** begin Data supplied **

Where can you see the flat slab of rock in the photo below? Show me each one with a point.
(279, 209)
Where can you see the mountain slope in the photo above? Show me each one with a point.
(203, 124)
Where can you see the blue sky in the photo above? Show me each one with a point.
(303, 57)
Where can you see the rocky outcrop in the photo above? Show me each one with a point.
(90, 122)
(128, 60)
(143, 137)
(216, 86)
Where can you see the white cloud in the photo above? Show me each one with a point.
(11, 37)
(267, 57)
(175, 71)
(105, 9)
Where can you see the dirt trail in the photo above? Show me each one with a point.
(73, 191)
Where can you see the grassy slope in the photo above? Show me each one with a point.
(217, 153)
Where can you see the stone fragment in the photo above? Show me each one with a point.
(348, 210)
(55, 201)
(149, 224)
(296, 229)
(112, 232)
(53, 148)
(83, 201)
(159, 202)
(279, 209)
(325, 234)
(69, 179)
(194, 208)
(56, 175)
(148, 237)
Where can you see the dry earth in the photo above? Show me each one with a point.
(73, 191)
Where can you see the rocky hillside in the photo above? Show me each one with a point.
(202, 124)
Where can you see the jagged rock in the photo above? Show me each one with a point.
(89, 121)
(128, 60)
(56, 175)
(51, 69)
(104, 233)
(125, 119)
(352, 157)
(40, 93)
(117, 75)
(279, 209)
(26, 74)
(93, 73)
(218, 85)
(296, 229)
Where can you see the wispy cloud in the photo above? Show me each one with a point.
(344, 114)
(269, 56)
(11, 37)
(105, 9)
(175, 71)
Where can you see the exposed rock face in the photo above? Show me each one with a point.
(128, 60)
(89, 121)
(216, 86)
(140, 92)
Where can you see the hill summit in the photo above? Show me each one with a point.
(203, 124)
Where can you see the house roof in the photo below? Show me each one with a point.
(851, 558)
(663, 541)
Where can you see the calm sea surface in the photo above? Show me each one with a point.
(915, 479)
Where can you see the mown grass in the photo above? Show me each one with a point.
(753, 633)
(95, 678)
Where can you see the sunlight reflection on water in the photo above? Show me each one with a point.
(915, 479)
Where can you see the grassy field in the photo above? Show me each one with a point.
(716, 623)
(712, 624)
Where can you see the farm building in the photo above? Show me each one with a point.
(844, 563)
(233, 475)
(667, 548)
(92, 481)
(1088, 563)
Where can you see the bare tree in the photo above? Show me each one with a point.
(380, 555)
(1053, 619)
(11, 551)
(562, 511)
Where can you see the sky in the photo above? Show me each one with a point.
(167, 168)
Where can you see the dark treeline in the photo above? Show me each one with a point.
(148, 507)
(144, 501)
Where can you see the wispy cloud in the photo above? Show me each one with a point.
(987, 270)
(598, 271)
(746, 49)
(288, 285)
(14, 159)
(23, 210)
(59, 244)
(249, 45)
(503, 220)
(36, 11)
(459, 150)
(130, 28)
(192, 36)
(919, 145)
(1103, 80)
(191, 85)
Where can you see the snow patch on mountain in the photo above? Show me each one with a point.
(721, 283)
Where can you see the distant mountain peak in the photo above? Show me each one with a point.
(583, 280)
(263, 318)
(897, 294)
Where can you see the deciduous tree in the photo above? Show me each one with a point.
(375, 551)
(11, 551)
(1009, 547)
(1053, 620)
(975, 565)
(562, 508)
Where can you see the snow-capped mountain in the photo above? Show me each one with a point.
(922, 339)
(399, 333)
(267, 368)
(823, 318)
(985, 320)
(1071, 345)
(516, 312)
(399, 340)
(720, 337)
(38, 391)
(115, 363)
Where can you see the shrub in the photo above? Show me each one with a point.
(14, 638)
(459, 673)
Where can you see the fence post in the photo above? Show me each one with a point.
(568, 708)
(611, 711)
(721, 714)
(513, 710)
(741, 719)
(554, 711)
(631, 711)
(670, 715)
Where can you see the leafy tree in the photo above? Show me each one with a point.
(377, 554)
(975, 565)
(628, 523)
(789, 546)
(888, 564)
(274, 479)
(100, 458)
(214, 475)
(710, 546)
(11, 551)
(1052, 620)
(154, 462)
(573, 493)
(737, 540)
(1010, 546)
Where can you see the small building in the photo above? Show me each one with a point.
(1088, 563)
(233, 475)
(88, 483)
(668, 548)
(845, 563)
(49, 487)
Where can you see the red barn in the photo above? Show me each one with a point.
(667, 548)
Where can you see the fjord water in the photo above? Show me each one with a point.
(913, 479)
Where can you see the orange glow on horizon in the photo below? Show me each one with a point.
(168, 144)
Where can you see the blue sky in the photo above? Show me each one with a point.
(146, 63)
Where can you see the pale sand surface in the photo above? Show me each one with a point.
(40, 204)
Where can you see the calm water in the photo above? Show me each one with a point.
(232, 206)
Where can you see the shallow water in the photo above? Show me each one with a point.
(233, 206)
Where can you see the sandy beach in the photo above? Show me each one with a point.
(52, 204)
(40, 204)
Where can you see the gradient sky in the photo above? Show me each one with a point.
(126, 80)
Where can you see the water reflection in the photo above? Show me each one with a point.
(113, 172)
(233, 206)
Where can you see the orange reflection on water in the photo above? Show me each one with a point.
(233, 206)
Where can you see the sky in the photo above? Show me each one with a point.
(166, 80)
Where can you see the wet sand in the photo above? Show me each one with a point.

** end Data supplied **

### Your goal
Format all of the lines above as a numbered list, omitting any blank lines.

### Output of the exercise
1. Where can you see the flat slab of rock in the photo below? Show me each one with a point.
2. (279, 209)
3. Where can you see the mountain slope in the photo above? Show me each one with a point.
4. (203, 124)
5. Where can you see the blue sky in the photo above? Show me each one with a point.
6. (303, 57)
7. Where can you see the rocky outcrop in the photo above? Show me each one with a point.
8. (90, 122)
9. (128, 60)
10. (143, 137)
11. (216, 86)
12. Where can you see the white cloud in the photo above? Show me each one with a point.
13. (11, 37)
14. (267, 57)
15. (175, 71)
16. (105, 9)
17. Where can you see the dirt trail in the photo above? Show me each one with a point.
18. (73, 191)
19. Where can you see the grassy slope in the photo above? Show me each one with a point.
20. (217, 153)
21. Where can you see the stone fragment in the photo above? Show me each one with a point.
22. (348, 210)
23. (55, 201)
24. (149, 224)
25. (296, 229)
26. (112, 232)
27. (53, 148)
28. (83, 201)
29. (159, 202)
30. (279, 209)
31. (325, 234)
32. (69, 179)
33. (194, 208)
34. (56, 175)
35. (148, 237)
36. Where can you see the dry earth in the photo above? Show me each one with a point.
37. (73, 191)
38. Where can you see the rocky hillside in the photo above? Show me each one with a point.
39. (202, 124)
40. Where can you see the jagged rock in the photo above? Show me each one with a point.
41. (89, 121)
42. (128, 60)
43. (56, 175)
44. (51, 69)
45. (104, 233)
46. (125, 119)
47. (352, 157)
48. (40, 93)
49. (117, 75)
50. (279, 209)
51. (26, 74)
52. (93, 73)
53. (218, 85)
54. (296, 229)
55. Where can you see the wispy cloud in the photo above? Show me each one with a point.
56. (344, 114)
57. (269, 56)
58. (11, 37)
59. (105, 9)
60. (175, 71)
61. Where can you see the exposed rock face in the photo above? Show me each one with a point.
62. (128, 60)
63. (89, 121)
64. (216, 86)
65. (140, 92)
66. Where can you see the hill summit in the photo above? Show me each one with a point.
67. (203, 124)
68. Where can you see the house roof in the photo below? Show me each one with a point.
69. (851, 558)
70. (663, 541)
71. Where can you see the calm sea surface in the photo above? Show me each one with a point.
72. (915, 479)
73. Where can you see the mown grass in the photo above? Show me each one with a point.
74. (753, 633)
75. (95, 678)
76. Where can you see the sunlight reflection on water in the photo above? Show me each one with a point.
77. (915, 479)
78. Where can you see the grassy field in the photo above? Show me each one with a point.
79. (716, 623)
80. (712, 624)
81. Where can you see the farm building in the photo above? Show me each one with a point.
82. (844, 563)
83. (233, 475)
84. (667, 548)
85. (92, 481)
86. (1088, 563)
87. Where can you see the bare tree in the photo above? Show me each one with a point.
88. (380, 555)
89. (1053, 619)
90. (11, 551)
91. (562, 511)
92. Where can you see the sky in the photo above? Show me each one with a point.
93. (167, 168)
94. Where can you see the dark treeline in the photo above? Show me each one with a point.
95. (148, 507)
96. (144, 501)
97. Where can you see the wispy cloud in the photo above? Show me each one with a point.
98. (987, 270)
99. (598, 271)
100. (746, 49)
101. (288, 285)
102. (14, 159)
103. (23, 210)
104. (59, 244)
105. (249, 45)
106. (503, 220)
107. (36, 11)
108. (459, 150)
109. (130, 28)
110. (192, 36)
111. (919, 145)
112. (1103, 80)
113. (191, 85)
114. Where can you see the snow patch on mountain in the photo above? Show me each one with a point.
115. (721, 283)
116. Where can you see the distant mountain peak in the photo above? Show me each one with a point.
117. (583, 280)
118. (263, 318)
119. (897, 294)
120. Where can you see the deciduous tree in the photo above? Show me each one with a point.
121. (375, 551)
122. (11, 551)
123. (1009, 547)
124. (1053, 620)
125. (975, 565)
126. (562, 508)
127. Where can you see the snow-capped mountain in the photo above? Show me each one with a point.
128. (922, 339)
129. (399, 333)
130. (267, 368)
131. (823, 318)
132. (985, 320)
133. (1071, 345)
134. (516, 312)
135. (399, 340)
136. (720, 337)
137. (38, 391)
138. (115, 363)
139. Where can you see the shrub in the photo above? Show me each one with a point.
140. (14, 638)
141. (459, 673)
142. Where can you see the fence post in the photo above? Show me each one with a point.
143. (568, 708)
144. (611, 711)
145. (721, 714)
146. (513, 710)
147. (741, 719)
148. (554, 711)
149. (631, 711)
150. (670, 715)
151. Where can you see the leafy tree in the photo above? Show me each one with a point.
152. (377, 554)
153. (975, 565)
154. (628, 523)
155. (789, 546)
156. (888, 564)
157. (274, 479)
158. (100, 458)
159. (214, 475)
160. (710, 546)
161. (11, 551)
162. (1052, 620)
163. (154, 462)
164. (573, 493)
165. (737, 540)
166. (1010, 546)
167. Where can you see the small building in the photo above? Show me each one with a point.
168. (1088, 563)
169. (233, 475)
170. (88, 483)
171. (668, 548)
172. (845, 563)
173. (49, 487)
174. Where can you see the red barn in the photo above? Show me each one with a point.
175. (667, 548)
176. Where can you see the fjord water in the photo above? Show me each one with a point.
177. (913, 479)
178. Where can you see the orange glow on horizon in the photo below? Show me each one with a point.
179. (168, 144)
180. Where can you see the blue sky in the photo above? Show me each one with a point.
181. (146, 63)
182. Where can you see the pale sand surface in the photo above? Show me each one with a point.
183. (40, 204)
184. Where can you see the calm water in the photo above? Show me each one with a point.
185. (232, 206)
186. Where can you see the shallow water in the photo above? Show me each one with a point.
187. (233, 206)
188. Where can you see the sandy beach in the photo above? Show me each one with a point.
189. (52, 204)
190. (40, 204)
191. Where can you see the gradient sky in the photo above? Show me each one with a point.
192. (126, 80)
193. Where can you see the water reflection in the photo above? Show me each one with a point.
194. (113, 172)
195. (233, 206)
196. Where can you see the orange reflection on water in the photo above? Show me each one with a point.
197. (233, 206)
198. Where can you see the sky in the photo above? Show me each one with a point.
199. (166, 80)
200. Where can you see the wet sand in the photo above? Show me each one with a point.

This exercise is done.